▸ **Task to carry out**:
Reproduce the data below line for line, without changing anything.

───── Working data

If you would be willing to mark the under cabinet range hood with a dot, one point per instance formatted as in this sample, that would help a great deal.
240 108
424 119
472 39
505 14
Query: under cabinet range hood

──────────

▸ **Result of the task**:
If you would be willing to mark the under cabinet range hood with a dot, one point per instance formatted as in this sample, that would help a great deal.
240 108
424 119
472 39
505 14
Query: under cabinet range hood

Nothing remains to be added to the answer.